## INSTRUCTIONS TO FOLLOW
Copy out the listing below word for word, and leave the pictures out of your copy.

Pointing and labeling entries:

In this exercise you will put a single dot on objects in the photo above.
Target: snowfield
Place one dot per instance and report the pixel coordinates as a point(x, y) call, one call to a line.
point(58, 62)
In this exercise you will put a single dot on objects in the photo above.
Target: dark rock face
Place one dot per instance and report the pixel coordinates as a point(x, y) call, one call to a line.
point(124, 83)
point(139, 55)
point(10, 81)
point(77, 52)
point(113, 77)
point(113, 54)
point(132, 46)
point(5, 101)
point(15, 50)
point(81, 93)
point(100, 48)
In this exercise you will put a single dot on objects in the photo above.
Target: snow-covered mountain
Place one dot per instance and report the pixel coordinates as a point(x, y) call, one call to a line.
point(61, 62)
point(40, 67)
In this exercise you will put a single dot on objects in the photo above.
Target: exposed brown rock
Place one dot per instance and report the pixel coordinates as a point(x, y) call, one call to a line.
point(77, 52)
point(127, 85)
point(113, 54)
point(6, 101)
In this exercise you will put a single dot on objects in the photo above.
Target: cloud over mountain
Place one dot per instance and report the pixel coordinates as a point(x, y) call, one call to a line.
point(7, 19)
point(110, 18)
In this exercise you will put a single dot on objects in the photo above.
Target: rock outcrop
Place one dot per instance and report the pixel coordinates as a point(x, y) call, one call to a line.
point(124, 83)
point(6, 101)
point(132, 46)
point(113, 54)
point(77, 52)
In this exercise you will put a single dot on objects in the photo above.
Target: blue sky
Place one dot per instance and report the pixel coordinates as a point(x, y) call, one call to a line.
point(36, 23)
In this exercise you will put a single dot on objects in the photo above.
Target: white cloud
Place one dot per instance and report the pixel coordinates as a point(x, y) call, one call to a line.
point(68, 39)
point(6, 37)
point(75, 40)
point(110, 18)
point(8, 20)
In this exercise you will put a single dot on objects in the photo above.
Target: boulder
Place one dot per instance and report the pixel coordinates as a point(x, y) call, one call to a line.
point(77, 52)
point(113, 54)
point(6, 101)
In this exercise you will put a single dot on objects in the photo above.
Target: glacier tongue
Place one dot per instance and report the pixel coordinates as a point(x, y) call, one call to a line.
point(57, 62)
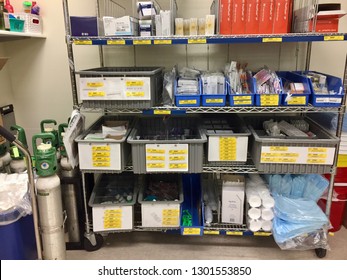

## WRITTEN SOLUTION
In this exercise you will put a single dot on objects in the photo above.
Target: snowfield
Place one dot per instance and report the pixel coordinates as a point(x, y) call, one call to a line.
point(58, 62)
In this exercise you will put a single dot on objects in the photo above.
Target: dark rock face
Place one dot per instance and report the pixel coordinates as a point(x, y) call, one call to a line.
point(124, 83)
point(139, 55)
point(10, 81)
point(77, 52)
point(113, 77)
point(113, 54)
point(132, 46)
point(5, 101)
point(15, 50)
point(81, 93)
point(100, 48)
In this exercise you will put a single dot on objects in the photo above.
Target: snow-covered mountain
Place one dot per instance and report the pixel coordinates as a point(x, y) call, one call to a line.
point(61, 62)
point(40, 67)
In this exercise you will put a single dot on objects in the photo above.
Target: exposed brown rock
Place one dot per instance and report the pixel coordinates as a point(x, y) call, one call to a line.
point(77, 52)
point(127, 85)
point(113, 54)
point(6, 101)
In this exercise you will put a single dot on objects in the photo above.
Target: cloud over mountain
Place one dot per instance and report the pixel coordinates as a point(x, y) call, one call to a line.
point(7, 19)
point(110, 18)
In this exercise you will put a single dot on objects in the photo above.
Target: rock outcrop
Place one dot per instance and report the pixel coordinates as a point(x, y) call, one call to a line.
point(124, 83)
point(6, 101)
point(132, 46)
point(113, 54)
point(77, 52)
In this exercise you will put a single dot on objects in the photo above.
Target: blue sky
Place one dot per instance and report the pixel coordinates as a point(x, y) call, one call to a line.
point(36, 23)
In this exercise you will put a single dot on objects in the photo above.
Target: white cloud
Place one dot per instance and report the pixel coordinates as a point(x, y) call, one call to a line.
point(68, 39)
point(6, 37)
point(75, 40)
point(110, 18)
point(8, 20)
In this exercise you will put a single dot on objects in the photo above.
Target: boulder
Place one dot per instance and report the pixel coordinates as a point(x, y) call, one call to a line.
point(77, 52)
point(113, 54)
point(6, 101)
In this exercise you will put a single dot on objects in the photo above.
Target: glacier tongue
Place one dot per instance and report the pixel coordinates as a point(x, y) call, one call to a line.
point(57, 62)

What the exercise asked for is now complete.